= Exercise requirements =
Copy each line of the data exactly. Leave nothing out.

*** Opening of Data extract ***

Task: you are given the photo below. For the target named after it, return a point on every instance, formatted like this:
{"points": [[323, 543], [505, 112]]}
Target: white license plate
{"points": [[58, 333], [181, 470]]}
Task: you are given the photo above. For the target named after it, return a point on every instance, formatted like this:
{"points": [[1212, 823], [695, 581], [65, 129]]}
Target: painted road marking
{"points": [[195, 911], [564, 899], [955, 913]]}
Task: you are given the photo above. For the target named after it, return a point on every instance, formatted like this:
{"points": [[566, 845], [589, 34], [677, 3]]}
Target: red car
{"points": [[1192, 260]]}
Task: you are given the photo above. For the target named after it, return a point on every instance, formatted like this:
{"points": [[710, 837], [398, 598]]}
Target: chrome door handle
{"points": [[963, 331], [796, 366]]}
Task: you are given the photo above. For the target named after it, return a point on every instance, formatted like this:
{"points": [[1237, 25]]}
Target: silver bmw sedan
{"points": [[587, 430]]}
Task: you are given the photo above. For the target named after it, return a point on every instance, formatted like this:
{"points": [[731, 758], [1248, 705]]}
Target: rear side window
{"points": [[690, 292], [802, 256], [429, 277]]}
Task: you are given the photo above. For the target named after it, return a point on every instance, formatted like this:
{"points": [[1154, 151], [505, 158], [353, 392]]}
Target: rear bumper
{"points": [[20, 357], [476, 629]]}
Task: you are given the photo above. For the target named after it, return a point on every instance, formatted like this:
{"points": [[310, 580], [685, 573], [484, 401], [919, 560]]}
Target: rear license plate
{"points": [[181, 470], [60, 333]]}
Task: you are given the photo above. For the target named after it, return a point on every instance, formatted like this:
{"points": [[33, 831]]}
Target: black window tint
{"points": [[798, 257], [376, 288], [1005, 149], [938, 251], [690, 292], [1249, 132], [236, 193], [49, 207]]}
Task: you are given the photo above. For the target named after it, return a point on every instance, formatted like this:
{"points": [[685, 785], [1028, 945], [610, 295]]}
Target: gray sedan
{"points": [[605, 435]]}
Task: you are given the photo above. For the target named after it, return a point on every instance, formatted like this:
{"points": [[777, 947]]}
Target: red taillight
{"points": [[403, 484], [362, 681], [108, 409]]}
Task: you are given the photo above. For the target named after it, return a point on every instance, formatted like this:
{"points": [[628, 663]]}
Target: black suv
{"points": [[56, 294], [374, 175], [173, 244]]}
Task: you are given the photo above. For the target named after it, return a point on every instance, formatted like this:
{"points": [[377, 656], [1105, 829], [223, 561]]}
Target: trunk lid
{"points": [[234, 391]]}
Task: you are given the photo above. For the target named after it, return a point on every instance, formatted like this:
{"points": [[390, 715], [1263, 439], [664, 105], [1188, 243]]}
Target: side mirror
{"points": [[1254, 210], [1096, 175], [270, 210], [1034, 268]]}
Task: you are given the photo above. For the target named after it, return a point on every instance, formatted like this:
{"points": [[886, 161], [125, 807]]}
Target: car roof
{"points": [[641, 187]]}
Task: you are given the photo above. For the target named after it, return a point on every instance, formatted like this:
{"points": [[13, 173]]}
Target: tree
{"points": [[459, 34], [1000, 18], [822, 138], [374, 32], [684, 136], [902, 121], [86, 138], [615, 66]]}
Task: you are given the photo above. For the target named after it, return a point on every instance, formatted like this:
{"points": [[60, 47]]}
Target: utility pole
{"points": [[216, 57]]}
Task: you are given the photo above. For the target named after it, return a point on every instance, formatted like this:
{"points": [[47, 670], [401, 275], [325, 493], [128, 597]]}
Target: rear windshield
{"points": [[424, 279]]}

*** Close of Data extract ***

= Task output =
Task: you are given the photo below. For the target named after it, return a point on every instance, formatted like this:
{"points": [[323, 543], [505, 112]]}
Target: white license plate
{"points": [[58, 333], [181, 470]]}
Task: you are given the photo above. For the target named after it, return a point on every instance, formatted like this:
{"points": [[1212, 823], [695, 581], [65, 129]]}
Target: painted road marking
{"points": [[195, 911], [564, 899], [955, 913]]}
Task: you are given the photo above. For the target named after it, return a point on every instance, formatted like this:
{"points": [[566, 845], [589, 34], [677, 3]]}
Target: red car
{"points": [[1192, 260]]}
Task: you are given the photo above. For the target named after it, return a point on every instance, formatted like this:
{"points": [[710, 837], [398, 598]]}
Target: chrome door handle
{"points": [[963, 331], [796, 366]]}
Task: you are given the photo above. For the target named after it, return a point on every instance, formatted like this:
{"points": [[1237, 25]]}
Target: silver bmw sedan
{"points": [[587, 430]]}
Task: you are given the photo above. For the target named after it, return a point on every instance, formatted like this:
{"points": [[731, 758], [1248, 705]]}
Target: rear side window
{"points": [[690, 292], [802, 256], [429, 277]]}
Task: you are given the photo above. For the target named after it, return a point on every instance, formatted like this:
{"points": [[1154, 151], [505, 158], [353, 392]]}
Target: rear bumper
{"points": [[20, 357], [476, 629]]}
Task: you are given the photo above. For the target named after it, return a point on every instance, formatted like this:
{"points": [[310, 580], [685, 573], [484, 401], [919, 560]]}
Target: rear license plate
{"points": [[181, 470], [60, 333]]}
Task: you are given the photo above. For the target named after it, return a point on every instance, formatted like this:
{"points": [[33, 831]]}
Target: black window tint
{"points": [[798, 257], [376, 288], [1005, 149], [938, 251], [690, 292], [1249, 132], [236, 193], [49, 207]]}
Task: you are given the photo above. For the target named after it, return a point on every instance, formatted like this:
{"points": [[685, 785], [1028, 945], [610, 295]]}
Target: gray sedan
{"points": [[605, 435]]}
Task: you are given the photo above. For the target named after it, return a point on every instance, formatted like this:
{"points": [[777, 947]]}
Target: red taillight
{"points": [[403, 484], [362, 681], [108, 409]]}
Task: you are given the photo above. For the target named after it, return a point on every instance, formatted like this:
{"points": [[628, 663]]}
Target: black suv
{"points": [[56, 294], [374, 175], [173, 244]]}
Task: you are given the photo above. For the target named after it, return a point on every instance, formatted like this:
{"points": [[377, 656], [1105, 829], [223, 561]]}
Target: trunk lid
{"points": [[234, 391]]}
Task: you are given the photo above. For the target named after it, return a point on every instance, formatted like this:
{"points": [[390, 715], [1263, 439], [664, 105], [1188, 243]]}
Target: side mirror
{"points": [[1254, 210], [1096, 175], [270, 210], [1034, 268]]}
Task: you are given the photo above. For the target named after it, return a point on every instance, formatted like this:
{"points": [[886, 161], [125, 807]]}
Target: car roof
{"points": [[641, 187]]}
Task: you are given the photo above. For the target named after it, return a point on every instance, formatted like this:
{"points": [[13, 173]]}
Target: tree
{"points": [[459, 34], [1000, 18], [822, 138], [374, 32], [684, 136], [902, 121], [86, 138], [615, 66]]}
Task: you are given the photo above. For the target named after it, return a point on every instance, formatted like this:
{"points": [[60, 47]]}
Target: utility pole
{"points": [[216, 57]]}
Task: you are given the photo above. For the target named after it, return a point on every instance, formatted like this:
{"points": [[47, 670], [401, 275], [325, 493], [128, 597]]}
Target: rear windshield
{"points": [[424, 279]]}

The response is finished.